> Exercise requirements
Repeat these lines exactly, beginning with the line containing "In this exercise you will indicate the painted" and continuing through the line containing "[(127, 159)]".

Extracted data entries
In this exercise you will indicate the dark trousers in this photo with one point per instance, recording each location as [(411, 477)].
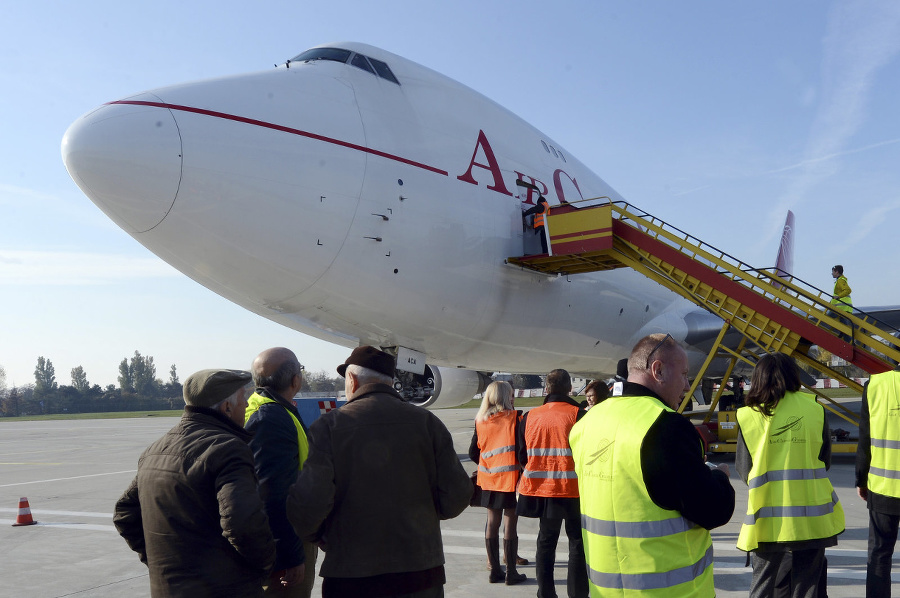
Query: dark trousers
[(545, 557), (805, 573), (542, 233), (882, 537)]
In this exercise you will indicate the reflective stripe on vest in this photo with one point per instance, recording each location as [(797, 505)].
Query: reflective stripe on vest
[(539, 217), (256, 401), (791, 498), (883, 396), (550, 471), (498, 468), (632, 546)]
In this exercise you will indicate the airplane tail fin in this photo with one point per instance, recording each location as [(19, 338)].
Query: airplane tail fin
[(784, 263)]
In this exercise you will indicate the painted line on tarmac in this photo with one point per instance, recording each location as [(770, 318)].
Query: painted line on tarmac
[(39, 511), (82, 526), (78, 477)]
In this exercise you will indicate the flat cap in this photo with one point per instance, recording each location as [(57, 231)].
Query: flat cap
[(369, 358), (208, 387)]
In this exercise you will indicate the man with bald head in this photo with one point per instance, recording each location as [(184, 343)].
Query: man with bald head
[(648, 499), (280, 448)]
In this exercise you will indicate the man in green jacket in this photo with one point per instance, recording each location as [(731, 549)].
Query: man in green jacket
[(193, 513), (840, 298)]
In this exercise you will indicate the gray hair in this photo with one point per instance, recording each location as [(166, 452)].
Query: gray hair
[(367, 376), (233, 399)]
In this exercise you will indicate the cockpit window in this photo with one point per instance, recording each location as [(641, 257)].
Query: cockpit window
[(335, 54), (376, 67), (362, 62), (384, 71)]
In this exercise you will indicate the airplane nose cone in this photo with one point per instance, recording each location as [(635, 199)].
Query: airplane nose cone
[(127, 159)]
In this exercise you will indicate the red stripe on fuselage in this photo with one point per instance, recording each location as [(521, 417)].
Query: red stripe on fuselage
[(283, 129)]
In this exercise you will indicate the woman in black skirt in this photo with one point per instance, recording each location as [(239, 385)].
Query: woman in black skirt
[(493, 447)]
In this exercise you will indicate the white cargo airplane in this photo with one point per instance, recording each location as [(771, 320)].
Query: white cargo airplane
[(362, 198)]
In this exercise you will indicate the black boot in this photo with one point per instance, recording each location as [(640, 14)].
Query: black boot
[(509, 550), (493, 548)]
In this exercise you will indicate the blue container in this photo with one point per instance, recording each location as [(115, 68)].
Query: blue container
[(312, 408)]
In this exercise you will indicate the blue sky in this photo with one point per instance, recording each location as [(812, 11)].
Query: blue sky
[(714, 116)]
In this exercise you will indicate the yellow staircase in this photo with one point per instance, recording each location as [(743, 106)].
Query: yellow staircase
[(772, 310)]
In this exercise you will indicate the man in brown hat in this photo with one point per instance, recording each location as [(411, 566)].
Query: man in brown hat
[(380, 477), (193, 513)]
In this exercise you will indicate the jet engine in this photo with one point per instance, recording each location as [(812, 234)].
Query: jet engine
[(440, 388)]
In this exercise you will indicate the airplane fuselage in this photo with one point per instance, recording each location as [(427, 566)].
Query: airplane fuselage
[(358, 209)]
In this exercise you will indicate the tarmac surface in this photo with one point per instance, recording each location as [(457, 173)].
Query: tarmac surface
[(72, 473)]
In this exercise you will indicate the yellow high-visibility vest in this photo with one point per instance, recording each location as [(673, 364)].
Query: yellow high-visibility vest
[(883, 396), (842, 303), (791, 498)]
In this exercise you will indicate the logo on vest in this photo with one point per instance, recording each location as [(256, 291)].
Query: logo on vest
[(794, 424), (599, 459)]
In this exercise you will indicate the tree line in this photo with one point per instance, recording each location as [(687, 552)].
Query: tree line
[(138, 389)]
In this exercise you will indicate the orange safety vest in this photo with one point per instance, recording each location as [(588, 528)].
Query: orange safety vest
[(498, 468), (550, 471), (539, 217)]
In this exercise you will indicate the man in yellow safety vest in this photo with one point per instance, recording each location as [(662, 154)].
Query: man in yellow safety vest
[(648, 498), (878, 474)]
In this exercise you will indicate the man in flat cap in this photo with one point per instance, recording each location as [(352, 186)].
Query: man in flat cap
[(280, 449), (193, 513), (380, 477)]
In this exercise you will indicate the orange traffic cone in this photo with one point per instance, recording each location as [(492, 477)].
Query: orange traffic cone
[(24, 516)]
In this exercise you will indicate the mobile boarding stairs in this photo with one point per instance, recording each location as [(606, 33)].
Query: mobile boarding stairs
[(772, 311)]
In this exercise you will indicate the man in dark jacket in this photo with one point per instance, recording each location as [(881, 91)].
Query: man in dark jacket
[(280, 448), (193, 513), (877, 475), (380, 477)]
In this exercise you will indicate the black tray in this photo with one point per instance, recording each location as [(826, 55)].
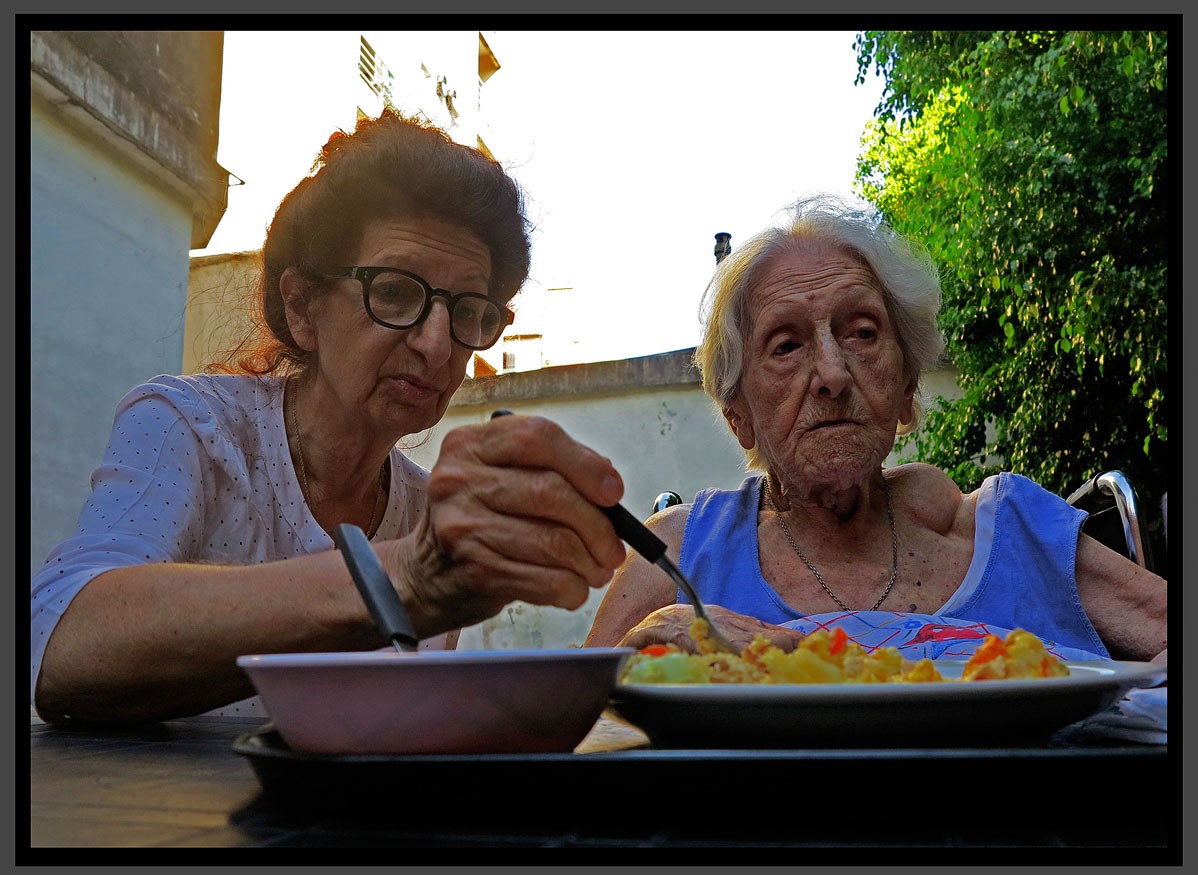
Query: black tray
[(648, 791)]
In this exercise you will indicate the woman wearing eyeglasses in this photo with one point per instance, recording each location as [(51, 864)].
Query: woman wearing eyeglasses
[(207, 531)]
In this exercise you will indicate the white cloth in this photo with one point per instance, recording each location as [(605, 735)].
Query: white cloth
[(197, 470)]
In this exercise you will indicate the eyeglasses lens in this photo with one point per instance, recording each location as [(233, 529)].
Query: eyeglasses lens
[(399, 300)]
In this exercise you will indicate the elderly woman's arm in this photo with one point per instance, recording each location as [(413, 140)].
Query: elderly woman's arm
[(639, 587), (640, 607), (1127, 604)]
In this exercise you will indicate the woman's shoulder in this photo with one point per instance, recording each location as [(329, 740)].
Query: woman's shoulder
[(929, 494)]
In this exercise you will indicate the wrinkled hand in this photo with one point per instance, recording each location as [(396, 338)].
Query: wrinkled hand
[(512, 514), (671, 625)]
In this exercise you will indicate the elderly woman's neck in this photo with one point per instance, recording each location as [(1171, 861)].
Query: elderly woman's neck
[(829, 504)]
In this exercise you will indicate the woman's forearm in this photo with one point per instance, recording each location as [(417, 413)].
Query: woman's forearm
[(161, 640)]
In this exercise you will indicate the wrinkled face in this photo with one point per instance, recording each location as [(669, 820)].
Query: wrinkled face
[(823, 385), (398, 380)]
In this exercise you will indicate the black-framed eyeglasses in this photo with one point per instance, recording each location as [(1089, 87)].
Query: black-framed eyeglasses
[(399, 299)]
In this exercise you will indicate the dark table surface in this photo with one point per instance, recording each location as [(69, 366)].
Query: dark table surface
[(229, 783)]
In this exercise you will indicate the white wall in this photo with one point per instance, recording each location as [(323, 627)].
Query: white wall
[(108, 287), (659, 439)]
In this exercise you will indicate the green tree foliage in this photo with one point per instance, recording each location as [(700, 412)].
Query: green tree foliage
[(1034, 166)]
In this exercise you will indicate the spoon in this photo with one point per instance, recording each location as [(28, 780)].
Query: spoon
[(374, 584), (651, 547)]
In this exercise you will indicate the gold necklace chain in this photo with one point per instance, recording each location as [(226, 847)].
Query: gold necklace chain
[(375, 519), (894, 547)]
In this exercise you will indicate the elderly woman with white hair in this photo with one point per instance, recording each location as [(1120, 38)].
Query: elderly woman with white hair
[(815, 339)]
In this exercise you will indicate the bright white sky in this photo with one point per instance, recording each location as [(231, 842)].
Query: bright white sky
[(634, 149)]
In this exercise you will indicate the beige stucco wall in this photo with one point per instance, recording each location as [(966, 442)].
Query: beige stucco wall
[(219, 294)]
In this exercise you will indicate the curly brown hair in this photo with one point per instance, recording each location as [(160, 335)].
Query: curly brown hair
[(392, 167)]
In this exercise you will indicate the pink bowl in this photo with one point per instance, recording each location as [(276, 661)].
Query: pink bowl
[(435, 701)]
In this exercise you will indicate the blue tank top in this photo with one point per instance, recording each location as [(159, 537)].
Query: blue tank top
[(1022, 575)]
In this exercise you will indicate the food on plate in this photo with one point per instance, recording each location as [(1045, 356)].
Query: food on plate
[(832, 657)]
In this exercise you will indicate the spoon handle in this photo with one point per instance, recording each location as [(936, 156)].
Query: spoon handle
[(375, 586)]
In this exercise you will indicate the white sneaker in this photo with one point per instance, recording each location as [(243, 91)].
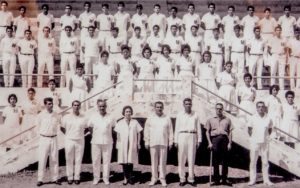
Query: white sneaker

> Result below
In this exercise you will indicate the painted line on tarmac in this photo with one point per instance, recording each location as [(770, 318)].
Query: painted line on tarmac
[(39, 511), (82, 526), (78, 477)]
In this exercise you will indicate the flat cap in this photo with one point per instance, recording each location as [(57, 231)].
Query: flat cap
[(369, 358), (208, 387)]
In this exercise you will indicate the man with bald head in this photo with one point per instance, recording each location as [(184, 343)].
Query: man with bald head
[(648, 499), (280, 448)]
In this exercise you will indicate the man in green jacket in this photo with one point per instance, recording each location as [(731, 549)].
Query: man in green jacket
[(193, 513), (840, 298)]
In this exercise you will indicate the gray hair in this photo with one point per instance, recording each location as [(166, 452)].
Query: gray hair
[(367, 376), (233, 399)]
In this exercise you will indicate the cockpit window in this photo with one point per instance, recording each location as [(641, 257)].
Query: cockpit window
[(335, 54), (376, 67), (362, 62), (384, 71)]
In this exercise you will indicate the airplane nose cone in this photo with one point per instance, recording each location as [(635, 199)].
Query: airplane nose cone
[(127, 159)]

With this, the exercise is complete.